┌──

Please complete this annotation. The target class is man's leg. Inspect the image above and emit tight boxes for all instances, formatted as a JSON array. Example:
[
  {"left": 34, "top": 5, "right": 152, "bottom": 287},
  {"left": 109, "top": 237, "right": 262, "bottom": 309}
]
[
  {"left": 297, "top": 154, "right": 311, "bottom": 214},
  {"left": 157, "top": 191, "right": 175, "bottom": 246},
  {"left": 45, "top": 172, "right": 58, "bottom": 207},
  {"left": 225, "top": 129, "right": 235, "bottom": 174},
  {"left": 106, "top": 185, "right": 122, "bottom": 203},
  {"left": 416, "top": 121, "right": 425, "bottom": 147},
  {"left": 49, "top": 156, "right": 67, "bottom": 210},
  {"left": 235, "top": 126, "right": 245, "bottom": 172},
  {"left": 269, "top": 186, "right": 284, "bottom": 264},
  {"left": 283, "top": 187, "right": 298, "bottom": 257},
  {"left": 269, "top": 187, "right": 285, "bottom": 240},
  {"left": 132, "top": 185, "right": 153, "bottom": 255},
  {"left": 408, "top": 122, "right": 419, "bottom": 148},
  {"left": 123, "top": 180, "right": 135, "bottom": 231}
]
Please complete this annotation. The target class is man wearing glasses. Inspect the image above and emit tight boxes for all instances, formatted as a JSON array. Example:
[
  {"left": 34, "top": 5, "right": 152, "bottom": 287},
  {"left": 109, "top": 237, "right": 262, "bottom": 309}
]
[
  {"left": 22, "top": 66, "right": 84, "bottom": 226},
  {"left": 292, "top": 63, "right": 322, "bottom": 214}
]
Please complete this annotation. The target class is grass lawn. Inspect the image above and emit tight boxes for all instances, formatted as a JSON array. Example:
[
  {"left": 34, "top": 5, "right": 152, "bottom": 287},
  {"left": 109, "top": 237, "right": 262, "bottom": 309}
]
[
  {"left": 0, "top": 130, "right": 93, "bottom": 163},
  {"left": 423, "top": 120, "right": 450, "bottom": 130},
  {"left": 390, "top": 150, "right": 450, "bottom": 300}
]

└──

- [Work to do]:
Write out the listing once more, matching it exactly.

- [Answer]:
Please complete this annotation. The target class is man's leg. Inspect the image above and emit tight boxes for all instances, formatted as a JSON array. Example:
[
  {"left": 34, "top": 5, "right": 152, "bottom": 287},
  {"left": 109, "top": 237, "right": 262, "bottom": 309}
]
[
  {"left": 297, "top": 154, "right": 311, "bottom": 214},
  {"left": 157, "top": 191, "right": 175, "bottom": 246},
  {"left": 45, "top": 172, "right": 58, "bottom": 207},
  {"left": 225, "top": 129, "right": 235, "bottom": 174},
  {"left": 106, "top": 185, "right": 122, "bottom": 203},
  {"left": 416, "top": 121, "right": 425, "bottom": 147},
  {"left": 49, "top": 156, "right": 67, "bottom": 210},
  {"left": 235, "top": 126, "right": 245, "bottom": 172},
  {"left": 269, "top": 186, "right": 284, "bottom": 264},
  {"left": 283, "top": 187, "right": 298, "bottom": 257},
  {"left": 269, "top": 187, "right": 285, "bottom": 240},
  {"left": 132, "top": 185, "right": 153, "bottom": 255},
  {"left": 408, "top": 122, "right": 419, "bottom": 148},
  {"left": 123, "top": 180, "right": 135, "bottom": 231}
]
Please complete this annotation. The target class is man wearing glasses. Inspect the image above and emit tight boxes for all instances, formatted as a JSON array. Example:
[
  {"left": 34, "top": 5, "right": 152, "bottom": 287},
  {"left": 109, "top": 237, "right": 262, "bottom": 309}
]
[
  {"left": 22, "top": 66, "right": 84, "bottom": 226},
  {"left": 292, "top": 63, "right": 322, "bottom": 214}
]
Please complete this annotation. The target class is grass lawn. Inspect the image above and emit tight boxes for all instances, formatted as a JSON array. Example:
[
  {"left": 34, "top": 5, "right": 152, "bottom": 287},
  {"left": 109, "top": 237, "right": 262, "bottom": 309}
]
[
  {"left": 0, "top": 130, "right": 93, "bottom": 163},
  {"left": 423, "top": 120, "right": 450, "bottom": 130},
  {"left": 390, "top": 150, "right": 450, "bottom": 300}
]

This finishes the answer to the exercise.